_Directions for this task_: Which lines in the records below hold the word "water"? Copy each of them.

(Phrase grounding data)
════
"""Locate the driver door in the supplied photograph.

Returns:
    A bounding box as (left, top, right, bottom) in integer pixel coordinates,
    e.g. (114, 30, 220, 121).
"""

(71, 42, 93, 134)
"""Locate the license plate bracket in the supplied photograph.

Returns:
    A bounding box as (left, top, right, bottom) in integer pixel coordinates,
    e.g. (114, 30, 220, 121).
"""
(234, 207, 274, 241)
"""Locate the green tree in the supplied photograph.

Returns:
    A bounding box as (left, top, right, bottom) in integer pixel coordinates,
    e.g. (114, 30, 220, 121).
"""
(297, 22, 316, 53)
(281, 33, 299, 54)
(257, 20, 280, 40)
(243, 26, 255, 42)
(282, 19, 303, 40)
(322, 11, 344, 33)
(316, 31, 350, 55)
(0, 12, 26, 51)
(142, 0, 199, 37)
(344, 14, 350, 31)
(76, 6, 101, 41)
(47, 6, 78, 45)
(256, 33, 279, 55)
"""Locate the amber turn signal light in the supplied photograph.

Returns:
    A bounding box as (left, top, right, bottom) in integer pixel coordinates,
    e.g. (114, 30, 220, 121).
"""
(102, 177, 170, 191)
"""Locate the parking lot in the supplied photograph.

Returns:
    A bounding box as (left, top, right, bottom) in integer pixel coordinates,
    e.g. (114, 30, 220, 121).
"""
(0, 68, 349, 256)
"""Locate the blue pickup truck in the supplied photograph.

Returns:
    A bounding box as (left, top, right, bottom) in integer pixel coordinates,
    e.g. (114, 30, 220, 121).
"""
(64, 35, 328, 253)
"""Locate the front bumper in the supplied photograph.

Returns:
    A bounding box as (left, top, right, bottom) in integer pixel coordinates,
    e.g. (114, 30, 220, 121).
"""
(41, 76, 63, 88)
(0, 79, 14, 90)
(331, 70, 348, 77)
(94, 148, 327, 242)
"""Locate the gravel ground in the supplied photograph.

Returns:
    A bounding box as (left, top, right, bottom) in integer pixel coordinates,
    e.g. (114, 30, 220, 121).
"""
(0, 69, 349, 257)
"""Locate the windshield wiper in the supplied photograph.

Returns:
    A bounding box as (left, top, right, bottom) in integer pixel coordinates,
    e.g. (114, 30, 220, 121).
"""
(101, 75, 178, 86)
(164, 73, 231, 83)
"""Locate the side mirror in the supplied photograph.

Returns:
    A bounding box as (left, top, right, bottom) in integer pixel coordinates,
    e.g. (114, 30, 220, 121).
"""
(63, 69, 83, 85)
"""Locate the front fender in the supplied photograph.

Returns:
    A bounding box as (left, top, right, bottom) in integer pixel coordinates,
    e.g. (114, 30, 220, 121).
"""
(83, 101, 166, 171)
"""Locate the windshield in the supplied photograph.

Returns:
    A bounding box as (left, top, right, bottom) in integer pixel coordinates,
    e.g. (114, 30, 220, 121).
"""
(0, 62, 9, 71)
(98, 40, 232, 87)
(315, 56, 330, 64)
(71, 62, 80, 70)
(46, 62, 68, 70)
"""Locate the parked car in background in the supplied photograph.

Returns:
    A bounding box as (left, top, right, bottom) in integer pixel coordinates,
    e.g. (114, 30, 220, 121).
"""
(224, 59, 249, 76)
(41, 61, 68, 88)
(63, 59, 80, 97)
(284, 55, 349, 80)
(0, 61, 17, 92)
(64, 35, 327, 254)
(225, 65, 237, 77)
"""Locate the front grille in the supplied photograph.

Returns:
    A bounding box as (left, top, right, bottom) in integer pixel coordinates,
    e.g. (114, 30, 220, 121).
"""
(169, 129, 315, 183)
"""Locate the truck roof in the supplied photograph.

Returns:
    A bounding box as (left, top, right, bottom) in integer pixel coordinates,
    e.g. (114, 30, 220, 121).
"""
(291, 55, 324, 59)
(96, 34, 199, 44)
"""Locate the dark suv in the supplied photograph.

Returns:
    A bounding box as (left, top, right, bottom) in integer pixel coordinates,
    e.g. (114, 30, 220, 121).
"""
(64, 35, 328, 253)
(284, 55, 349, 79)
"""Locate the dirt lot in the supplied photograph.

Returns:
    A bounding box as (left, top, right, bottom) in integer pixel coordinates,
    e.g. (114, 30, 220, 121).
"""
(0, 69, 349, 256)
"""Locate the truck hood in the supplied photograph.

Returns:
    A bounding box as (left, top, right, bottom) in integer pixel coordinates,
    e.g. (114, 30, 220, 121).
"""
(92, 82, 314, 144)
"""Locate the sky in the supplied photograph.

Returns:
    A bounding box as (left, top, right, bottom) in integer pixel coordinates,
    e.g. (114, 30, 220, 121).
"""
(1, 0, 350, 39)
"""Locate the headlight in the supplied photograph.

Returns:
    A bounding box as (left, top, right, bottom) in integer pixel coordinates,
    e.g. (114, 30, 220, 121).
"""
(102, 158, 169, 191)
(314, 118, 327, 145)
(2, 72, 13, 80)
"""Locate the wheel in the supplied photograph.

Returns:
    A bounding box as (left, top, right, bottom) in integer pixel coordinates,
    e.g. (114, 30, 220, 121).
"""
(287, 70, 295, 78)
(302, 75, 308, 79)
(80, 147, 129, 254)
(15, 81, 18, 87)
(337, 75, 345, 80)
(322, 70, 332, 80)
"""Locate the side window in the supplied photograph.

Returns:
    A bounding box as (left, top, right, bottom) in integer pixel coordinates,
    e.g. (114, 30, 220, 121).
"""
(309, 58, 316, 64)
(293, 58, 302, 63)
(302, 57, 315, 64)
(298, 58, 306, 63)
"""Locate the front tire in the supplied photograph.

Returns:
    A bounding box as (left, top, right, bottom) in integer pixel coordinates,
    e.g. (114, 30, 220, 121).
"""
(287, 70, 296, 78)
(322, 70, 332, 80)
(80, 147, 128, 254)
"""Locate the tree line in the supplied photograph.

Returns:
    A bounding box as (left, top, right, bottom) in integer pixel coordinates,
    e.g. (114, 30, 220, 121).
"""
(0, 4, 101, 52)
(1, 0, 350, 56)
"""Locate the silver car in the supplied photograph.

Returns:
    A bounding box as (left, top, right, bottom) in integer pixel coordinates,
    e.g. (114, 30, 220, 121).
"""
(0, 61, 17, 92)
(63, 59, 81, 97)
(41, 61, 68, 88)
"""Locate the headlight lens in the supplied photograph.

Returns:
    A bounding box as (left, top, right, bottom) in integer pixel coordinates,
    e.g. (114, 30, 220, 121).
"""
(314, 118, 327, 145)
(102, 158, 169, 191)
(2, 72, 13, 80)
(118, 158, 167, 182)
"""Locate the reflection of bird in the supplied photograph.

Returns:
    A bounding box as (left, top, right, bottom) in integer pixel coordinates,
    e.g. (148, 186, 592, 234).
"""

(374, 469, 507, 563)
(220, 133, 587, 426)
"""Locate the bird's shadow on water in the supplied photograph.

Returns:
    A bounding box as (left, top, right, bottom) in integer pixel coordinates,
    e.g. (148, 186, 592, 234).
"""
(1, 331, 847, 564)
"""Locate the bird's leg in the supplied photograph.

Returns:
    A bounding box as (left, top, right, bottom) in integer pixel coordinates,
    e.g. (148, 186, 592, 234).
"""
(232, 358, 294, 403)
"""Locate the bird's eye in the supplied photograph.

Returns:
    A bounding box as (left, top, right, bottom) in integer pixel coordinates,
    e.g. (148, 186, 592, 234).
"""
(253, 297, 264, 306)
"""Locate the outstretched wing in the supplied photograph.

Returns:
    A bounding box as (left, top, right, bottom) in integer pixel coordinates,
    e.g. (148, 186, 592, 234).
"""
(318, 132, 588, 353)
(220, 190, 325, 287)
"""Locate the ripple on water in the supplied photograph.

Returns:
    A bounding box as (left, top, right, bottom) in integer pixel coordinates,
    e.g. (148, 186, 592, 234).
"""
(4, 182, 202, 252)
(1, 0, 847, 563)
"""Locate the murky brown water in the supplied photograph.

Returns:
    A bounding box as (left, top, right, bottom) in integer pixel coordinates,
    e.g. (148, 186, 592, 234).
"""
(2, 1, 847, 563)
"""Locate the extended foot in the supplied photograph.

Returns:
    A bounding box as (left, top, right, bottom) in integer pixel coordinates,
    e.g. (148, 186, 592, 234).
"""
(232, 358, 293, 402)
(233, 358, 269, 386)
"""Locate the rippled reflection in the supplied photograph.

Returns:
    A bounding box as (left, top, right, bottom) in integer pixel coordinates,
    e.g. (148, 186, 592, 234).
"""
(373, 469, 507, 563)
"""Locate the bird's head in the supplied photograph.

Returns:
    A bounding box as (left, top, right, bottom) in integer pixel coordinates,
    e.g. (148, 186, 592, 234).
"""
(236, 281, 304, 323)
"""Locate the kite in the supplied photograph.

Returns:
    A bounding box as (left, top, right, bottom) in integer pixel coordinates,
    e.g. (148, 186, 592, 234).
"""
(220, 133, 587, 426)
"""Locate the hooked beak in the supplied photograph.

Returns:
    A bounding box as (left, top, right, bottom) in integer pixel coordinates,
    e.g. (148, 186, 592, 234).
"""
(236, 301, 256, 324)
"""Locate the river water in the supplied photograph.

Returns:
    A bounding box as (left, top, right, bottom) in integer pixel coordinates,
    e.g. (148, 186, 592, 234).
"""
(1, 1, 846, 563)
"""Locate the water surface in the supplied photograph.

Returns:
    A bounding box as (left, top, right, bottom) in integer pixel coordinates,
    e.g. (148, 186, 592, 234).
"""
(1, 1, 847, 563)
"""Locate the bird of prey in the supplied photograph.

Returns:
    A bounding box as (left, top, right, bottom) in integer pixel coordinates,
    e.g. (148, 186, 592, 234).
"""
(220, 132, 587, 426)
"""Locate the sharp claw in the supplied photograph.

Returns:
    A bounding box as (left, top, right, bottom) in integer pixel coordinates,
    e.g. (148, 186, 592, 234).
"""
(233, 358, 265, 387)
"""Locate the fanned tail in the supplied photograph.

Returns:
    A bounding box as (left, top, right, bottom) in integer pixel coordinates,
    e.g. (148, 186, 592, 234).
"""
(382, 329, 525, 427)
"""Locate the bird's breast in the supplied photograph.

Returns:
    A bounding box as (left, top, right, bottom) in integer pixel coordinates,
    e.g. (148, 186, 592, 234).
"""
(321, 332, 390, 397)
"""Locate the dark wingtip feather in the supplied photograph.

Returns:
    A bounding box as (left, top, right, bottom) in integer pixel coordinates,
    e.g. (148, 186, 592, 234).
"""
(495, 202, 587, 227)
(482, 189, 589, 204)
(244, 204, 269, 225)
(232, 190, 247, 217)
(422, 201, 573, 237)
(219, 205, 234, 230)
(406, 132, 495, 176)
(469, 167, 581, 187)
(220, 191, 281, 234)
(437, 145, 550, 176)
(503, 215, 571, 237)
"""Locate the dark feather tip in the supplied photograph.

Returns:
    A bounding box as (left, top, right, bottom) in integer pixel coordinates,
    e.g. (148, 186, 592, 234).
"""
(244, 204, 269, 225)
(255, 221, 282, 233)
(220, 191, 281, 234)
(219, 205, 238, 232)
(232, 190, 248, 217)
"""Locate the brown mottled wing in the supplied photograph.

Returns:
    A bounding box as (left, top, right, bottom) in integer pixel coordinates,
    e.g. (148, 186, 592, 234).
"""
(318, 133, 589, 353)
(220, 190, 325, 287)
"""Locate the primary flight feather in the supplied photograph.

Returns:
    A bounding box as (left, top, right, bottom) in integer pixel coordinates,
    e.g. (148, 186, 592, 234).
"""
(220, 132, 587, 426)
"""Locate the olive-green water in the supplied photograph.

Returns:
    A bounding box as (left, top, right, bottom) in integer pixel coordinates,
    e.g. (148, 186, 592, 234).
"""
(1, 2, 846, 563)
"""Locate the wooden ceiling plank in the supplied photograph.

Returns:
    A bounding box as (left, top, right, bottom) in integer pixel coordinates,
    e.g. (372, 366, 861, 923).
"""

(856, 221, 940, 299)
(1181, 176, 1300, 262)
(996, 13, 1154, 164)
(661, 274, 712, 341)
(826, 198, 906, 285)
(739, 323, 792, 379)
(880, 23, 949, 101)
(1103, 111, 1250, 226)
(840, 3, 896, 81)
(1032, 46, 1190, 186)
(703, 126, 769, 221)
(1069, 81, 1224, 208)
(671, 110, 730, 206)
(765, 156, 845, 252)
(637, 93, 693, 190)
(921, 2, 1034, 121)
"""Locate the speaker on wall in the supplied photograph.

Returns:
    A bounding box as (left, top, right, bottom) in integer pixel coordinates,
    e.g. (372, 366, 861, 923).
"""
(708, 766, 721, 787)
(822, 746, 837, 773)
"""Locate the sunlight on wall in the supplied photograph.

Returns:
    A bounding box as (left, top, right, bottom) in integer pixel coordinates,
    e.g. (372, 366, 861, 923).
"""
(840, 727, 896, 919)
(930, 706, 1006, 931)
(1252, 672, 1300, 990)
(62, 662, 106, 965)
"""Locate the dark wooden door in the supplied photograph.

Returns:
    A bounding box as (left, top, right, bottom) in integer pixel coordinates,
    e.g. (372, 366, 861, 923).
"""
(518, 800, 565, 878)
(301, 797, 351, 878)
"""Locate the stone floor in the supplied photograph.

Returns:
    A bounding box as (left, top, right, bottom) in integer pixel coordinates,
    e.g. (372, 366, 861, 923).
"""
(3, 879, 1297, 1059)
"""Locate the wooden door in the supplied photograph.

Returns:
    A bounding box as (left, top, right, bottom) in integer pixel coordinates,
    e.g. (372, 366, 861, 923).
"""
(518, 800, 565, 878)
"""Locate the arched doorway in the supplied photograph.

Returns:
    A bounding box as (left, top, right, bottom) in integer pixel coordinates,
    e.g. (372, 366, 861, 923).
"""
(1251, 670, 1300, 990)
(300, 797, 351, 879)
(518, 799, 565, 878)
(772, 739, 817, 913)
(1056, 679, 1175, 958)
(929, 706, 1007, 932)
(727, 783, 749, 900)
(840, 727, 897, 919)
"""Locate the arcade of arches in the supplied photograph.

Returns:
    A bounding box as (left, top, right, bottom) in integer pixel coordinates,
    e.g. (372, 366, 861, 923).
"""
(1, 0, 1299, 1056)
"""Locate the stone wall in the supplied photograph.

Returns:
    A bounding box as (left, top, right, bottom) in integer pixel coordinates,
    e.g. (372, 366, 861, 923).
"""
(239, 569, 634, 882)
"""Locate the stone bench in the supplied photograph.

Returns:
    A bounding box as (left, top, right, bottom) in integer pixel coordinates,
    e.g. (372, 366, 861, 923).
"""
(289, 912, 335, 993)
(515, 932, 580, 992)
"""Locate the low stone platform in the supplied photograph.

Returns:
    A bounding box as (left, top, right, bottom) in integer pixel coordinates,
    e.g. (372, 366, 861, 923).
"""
════
_Task output_:
"""Locate the bird's shadow on water in the supplied photograph.
"""Locate the ripple on water in the supplied photograph.
"""Locate the murky brown water in the supplied photograph.
"""Locate the river water in the supplied photograph.
"""Locate the water surface in the supplied photograph.
"""Locate the olive-green water in the supplied photograph.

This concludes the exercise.